### Exercise goal
Transcribe all the records with complete accuracy.

### Extracted entries
______
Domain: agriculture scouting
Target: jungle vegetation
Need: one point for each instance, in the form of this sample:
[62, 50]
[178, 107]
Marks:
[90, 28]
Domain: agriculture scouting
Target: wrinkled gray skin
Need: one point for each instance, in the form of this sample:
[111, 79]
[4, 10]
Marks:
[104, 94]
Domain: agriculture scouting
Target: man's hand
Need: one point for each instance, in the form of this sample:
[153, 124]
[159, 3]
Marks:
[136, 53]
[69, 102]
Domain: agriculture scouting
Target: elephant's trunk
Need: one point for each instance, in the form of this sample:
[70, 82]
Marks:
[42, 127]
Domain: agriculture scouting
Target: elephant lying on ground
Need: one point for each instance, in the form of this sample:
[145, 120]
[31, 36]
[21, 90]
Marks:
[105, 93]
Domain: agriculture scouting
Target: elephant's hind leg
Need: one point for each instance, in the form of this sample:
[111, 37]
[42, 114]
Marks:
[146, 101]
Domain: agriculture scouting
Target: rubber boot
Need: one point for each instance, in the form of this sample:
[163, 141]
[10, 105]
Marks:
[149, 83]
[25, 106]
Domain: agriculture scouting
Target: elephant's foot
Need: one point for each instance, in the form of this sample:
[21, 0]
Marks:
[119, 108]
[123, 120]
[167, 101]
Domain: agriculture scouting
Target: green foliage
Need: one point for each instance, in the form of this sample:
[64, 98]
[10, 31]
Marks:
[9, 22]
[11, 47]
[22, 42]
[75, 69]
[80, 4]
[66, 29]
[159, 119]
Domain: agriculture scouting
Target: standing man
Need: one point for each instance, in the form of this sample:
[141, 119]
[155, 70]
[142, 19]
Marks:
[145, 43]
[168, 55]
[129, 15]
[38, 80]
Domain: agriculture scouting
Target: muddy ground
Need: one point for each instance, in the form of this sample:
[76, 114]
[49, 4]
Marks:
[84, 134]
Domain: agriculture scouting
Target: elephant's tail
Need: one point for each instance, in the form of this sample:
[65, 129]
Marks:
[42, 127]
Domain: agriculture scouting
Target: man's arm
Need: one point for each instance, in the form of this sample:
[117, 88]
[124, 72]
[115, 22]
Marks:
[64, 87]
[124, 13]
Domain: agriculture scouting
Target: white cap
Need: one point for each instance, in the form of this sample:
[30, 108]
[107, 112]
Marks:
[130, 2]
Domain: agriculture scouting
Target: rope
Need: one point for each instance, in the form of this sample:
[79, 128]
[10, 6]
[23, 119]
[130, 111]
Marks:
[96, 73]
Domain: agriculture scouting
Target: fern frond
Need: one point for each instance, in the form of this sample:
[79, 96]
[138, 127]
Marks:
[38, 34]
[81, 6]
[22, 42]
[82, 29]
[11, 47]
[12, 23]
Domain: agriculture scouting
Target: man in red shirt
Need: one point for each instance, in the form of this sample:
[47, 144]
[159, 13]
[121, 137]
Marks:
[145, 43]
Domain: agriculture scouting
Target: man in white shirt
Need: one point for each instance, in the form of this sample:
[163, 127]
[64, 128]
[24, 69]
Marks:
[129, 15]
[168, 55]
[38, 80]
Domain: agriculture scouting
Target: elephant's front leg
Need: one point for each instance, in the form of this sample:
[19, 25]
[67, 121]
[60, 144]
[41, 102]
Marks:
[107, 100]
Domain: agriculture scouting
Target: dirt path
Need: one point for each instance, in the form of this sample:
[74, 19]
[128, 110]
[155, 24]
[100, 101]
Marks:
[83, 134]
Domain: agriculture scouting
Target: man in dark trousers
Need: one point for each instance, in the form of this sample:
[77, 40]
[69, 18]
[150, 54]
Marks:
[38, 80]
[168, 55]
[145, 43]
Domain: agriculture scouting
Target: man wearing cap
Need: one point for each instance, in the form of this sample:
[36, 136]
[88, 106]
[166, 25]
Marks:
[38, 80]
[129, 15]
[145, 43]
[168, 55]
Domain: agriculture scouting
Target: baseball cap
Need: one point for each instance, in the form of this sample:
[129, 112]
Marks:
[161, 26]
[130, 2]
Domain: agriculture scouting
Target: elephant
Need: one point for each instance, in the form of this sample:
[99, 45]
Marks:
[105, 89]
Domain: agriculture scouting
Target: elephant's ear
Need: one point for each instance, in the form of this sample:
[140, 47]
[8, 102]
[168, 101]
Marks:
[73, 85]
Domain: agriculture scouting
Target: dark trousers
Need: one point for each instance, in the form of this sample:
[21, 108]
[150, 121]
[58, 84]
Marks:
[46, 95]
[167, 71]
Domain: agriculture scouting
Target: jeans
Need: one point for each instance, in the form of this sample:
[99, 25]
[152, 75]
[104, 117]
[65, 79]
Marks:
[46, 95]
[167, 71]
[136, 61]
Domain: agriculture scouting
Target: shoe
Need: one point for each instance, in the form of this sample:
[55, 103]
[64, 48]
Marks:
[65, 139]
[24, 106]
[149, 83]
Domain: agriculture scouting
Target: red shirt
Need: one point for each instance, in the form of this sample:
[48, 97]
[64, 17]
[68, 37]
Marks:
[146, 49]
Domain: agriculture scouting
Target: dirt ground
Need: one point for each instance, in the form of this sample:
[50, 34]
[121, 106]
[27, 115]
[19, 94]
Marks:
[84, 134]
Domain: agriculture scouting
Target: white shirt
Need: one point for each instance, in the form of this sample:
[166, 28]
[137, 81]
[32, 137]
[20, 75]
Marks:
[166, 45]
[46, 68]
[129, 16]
______
### Answer to the task
Domain: agriculture scouting
Target: jungle vegetation
Need: one point for each instance, in the form of this sample:
[62, 50]
[178, 107]
Marks:
[90, 28]
Domain: agriculture scouting
Target: wrinkled gray skin
Need: one point for each instance, in the form of this sample:
[111, 79]
[4, 10]
Marks:
[104, 94]
Domain: agriculture scouting
Target: man's hand
Need: one point for each instance, in the form of this sample:
[153, 124]
[159, 3]
Marks:
[136, 53]
[69, 102]
Domain: agriculture scouting
Target: elephant's trunk
Need: one point for each instance, in the form of this sample:
[70, 82]
Marks:
[42, 127]
Domain: agriculture scouting
Target: elephant lying on ground
Need: one point for each instance, in the form of this sample:
[145, 120]
[31, 36]
[21, 90]
Marks:
[105, 93]
Domain: agriculture scouting
Target: elephant's hind leg
Need: one point for each instance, in the form of this sample:
[111, 37]
[42, 114]
Marks:
[146, 101]
Domain: agriculture scouting
Target: rubber boot
Need: one point for each instance, in the form of this sample:
[163, 141]
[10, 105]
Marks:
[149, 83]
[25, 106]
Domain: agriculture scouting
Target: elephant's foot
Need: one point for each instance, in the form of this sample:
[21, 0]
Marks:
[119, 108]
[123, 120]
[167, 101]
Domain: agriculture scouting
Target: green foliage
Need: one point for each instance, in the form of this sample:
[64, 98]
[10, 31]
Marks:
[9, 22]
[11, 47]
[22, 42]
[75, 69]
[80, 4]
[66, 29]
[159, 119]
Domain: agriculture scouting
Target: standing man
Need: one point for each instance, in the form of this sample:
[141, 119]
[155, 70]
[142, 19]
Marks:
[145, 43]
[168, 55]
[129, 15]
[38, 80]
Domain: agriculture scouting
Target: muddy ground
Need: one point for each instance, in the form of this sample:
[76, 114]
[49, 4]
Marks:
[84, 134]
Domain: agriculture scouting
Target: elephant's tail
Need: one point for each instance, in the form of this sample:
[65, 129]
Marks:
[42, 127]
Domain: agriculture scouting
Target: man's arm
Need: one point for each instance, in the form of this sample:
[117, 88]
[124, 72]
[115, 22]
Marks:
[64, 87]
[124, 13]
Domain: agriculture scouting
Target: white cap
Need: one point for each instance, in the form of this sample:
[30, 108]
[107, 112]
Marks:
[130, 2]
Domain: agriculture scouting
Target: rope
Need: one point for each instance, in the form of this sample:
[79, 128]
[10, 6]
[23, 119]
[130, 111]
Marks:
[96, 73]
Domain: agriculture scouting
Target: fern frond
Need: one point for each instance, in the form of this sample:
[79, 96]
[138, 127]
Marks:
[38, 34]
[81, 6]
[22, 42]
[82, 29]
[11, 47]
[12, 23]
Domain: agriculture scouting
Target: man in red shirt
Need: one point for each instance, in the form of this sample:
[47, 144]
[159, 13]
[121, 137]
Marks:
[145, 43]
Domain: agriculture scouting
Target: man in white shirt
Need: one point for each instance, in the form of this sample:
[163, 127]
[64, 128]
[24, 69]
Marks:
[129, 15]
[168, 55]
[38, 80]
Domain: agriculture scouting
Target: elephant's front leg
Need: one point for each instance, in the form of this sample:
[19, 25]
[67, 121]
[60, 144]
[41, 102]
Marks:
[107, 100]
Domain: agriculture scouting
Target: dirt path
Need: one point for each instance, in the form of this sample:
[74, 19]
[128, 110]
[155, 24]
[100, 101]
Marks:
[83, 134]
Domain: agriculture scouting
Target: man in dark trousers
Need: one point for each instance, in the form of this sample:
[77, 40]
[69, 18]
[150, 54]
Marks:
[38, 80]
[168, 55]
[145, 43]
Domain: agriculture scouting
Target: man wearing cap
Need: one point for each instance, in the form of this sample:
[36, 136]
[88, 106]
[166, 25]
Marks:
[38, 80]
[129, 15]
[145, 43]
[168, 55]
Domain: agriculture scouting
Target: baseball cap
Need: one point for each instance, in the form of this sample:
[129, 112]
Marks:
[161, 26]
[130, 2]
Domain: agriculture scouting
Target: elephant
Need: one point for each instance, in the form of this sample:
[99, 45]
Marks:
[105, 89]
Domain: agriculture scouting
Target: elephant's ear
Need: one point for each instance, in the form of this sample:
[140, 47]
[8, 102]
[168, 101]
Marks:
[73, 85]
Domain: agriculture scouting
Target: dark trousers
Need: one point for each instance, in the form of this sample:
[21, 108]
[150, 121]
[58, 84]
Marks:
[46, 95]
[167, 71]
Domain: agriculture scouting
Target: jeans
Need: one point for each instance, in the form of this sample:
[99, 25]
[152, 75]
[104, 117]
[65, 79]
Marks:
[46, 95]
[167, 71]
[136, 61]
Domain: agriculture scouting
Target: shoe
Need: one point for each instance, in the form of this sample:
[55, 103]
[64, 48]
Marks:
[65, 139]
[24, 106]
[149, 83]
Domain: agriculture scouting
Target: red shirt
Need: one point for each instance, in the form of this sample:
[48, 97]
[64, 17]
[68, 37]
Marks:
[146, 49]
Domain: agriculture scouting
Target: dirt ground
Need: one point for each instance, in the form of this sample:
[50, 34]
[121, 106]
[27, 115]
[19, 94]
Marks:
[84, 134]
Domain: agriculture scouting
Target: white shirt
Need: one point for each instance, in the form of this sample:
[166, 28]
[137, 81]
[32, 137]
[20, 75]
Marks:
[166, 45]
[46, 68]
[129, 16]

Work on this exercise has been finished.